§ **Aim**: Copy the entries below word for word, beginning at the line that contains "For the photo above, indicate every instance of the drainpipe" and continuing through the last of the entries.

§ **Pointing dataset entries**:
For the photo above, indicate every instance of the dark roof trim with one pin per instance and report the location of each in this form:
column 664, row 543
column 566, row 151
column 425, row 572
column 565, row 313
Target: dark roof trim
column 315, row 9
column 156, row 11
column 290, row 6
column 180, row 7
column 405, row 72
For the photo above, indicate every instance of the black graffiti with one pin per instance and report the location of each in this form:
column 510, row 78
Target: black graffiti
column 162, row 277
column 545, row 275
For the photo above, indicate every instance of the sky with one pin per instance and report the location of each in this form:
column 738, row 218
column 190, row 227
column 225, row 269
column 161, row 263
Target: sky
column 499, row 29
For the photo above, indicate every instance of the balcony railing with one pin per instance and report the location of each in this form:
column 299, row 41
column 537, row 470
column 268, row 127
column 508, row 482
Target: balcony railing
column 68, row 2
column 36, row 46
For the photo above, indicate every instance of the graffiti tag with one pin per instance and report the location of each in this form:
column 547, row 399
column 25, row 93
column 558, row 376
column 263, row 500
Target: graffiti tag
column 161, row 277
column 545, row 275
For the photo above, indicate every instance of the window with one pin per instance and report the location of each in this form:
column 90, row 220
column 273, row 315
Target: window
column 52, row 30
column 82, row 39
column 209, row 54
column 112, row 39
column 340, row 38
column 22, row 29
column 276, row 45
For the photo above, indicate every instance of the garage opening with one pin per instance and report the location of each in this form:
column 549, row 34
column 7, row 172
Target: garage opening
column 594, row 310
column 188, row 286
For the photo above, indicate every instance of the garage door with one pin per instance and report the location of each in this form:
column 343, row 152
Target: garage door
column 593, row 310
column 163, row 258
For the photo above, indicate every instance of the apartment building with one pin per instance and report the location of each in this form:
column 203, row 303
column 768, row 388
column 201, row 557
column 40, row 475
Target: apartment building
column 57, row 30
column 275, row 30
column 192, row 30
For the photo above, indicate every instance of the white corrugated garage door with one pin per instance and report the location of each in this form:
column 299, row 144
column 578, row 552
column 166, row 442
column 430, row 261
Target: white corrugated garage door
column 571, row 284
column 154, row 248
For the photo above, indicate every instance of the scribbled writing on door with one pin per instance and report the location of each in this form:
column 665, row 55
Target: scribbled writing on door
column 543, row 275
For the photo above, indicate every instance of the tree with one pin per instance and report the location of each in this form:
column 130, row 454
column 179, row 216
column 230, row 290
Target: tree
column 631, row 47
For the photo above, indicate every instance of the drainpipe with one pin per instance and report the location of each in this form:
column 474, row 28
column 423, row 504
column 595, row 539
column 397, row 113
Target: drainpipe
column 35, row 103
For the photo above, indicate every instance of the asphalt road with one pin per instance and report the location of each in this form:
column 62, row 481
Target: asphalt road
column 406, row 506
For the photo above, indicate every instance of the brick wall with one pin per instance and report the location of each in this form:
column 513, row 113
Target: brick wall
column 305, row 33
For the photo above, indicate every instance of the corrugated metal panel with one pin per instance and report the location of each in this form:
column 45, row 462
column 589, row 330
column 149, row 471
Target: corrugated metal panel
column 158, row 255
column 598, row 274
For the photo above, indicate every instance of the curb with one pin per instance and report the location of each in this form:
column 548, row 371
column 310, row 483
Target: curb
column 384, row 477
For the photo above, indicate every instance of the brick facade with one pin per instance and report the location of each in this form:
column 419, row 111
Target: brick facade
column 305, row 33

§ **Answer to the problem**:
For the photo above, indicate every instance of the drainpipe with one pin per instance and report the location of each in this form:
column 474, row 28
column 423, row 504
column 595, row 539
column 397, row 113
Target: drainpipe
column 35, row 103
For the photo above, indicate every instance of the asphalt road with one pin per instance and report the location of each in this form:
column 62, row 481
Target: asphalt road
column 406, row 506
For the photo above, indicate every instance of the brick wall with one pin per instance and report the location of each in this form:
column 513, row 113
Target: brick wall
column 305, row 33
For the photo above, indicate every instance of the corrugated metal panel with one pin per instance and report the location of each in this form:
column 45, row 462
column 589, row 330
column 149, row 471
Target: corrugated metal panel
column 158, row 255
column 598, row 274
For the photo above, indicate every instance of the curb with one pin per instance and report the location of each in this form:
column 548, row 371
column 310, row 483
Target: curb
column 384, row 477
For the photo above, indicate every instance of the brick facade with one pin per instance and report the location of each in this form:
column 419, row 111
Target: brick facade
column 305, row 33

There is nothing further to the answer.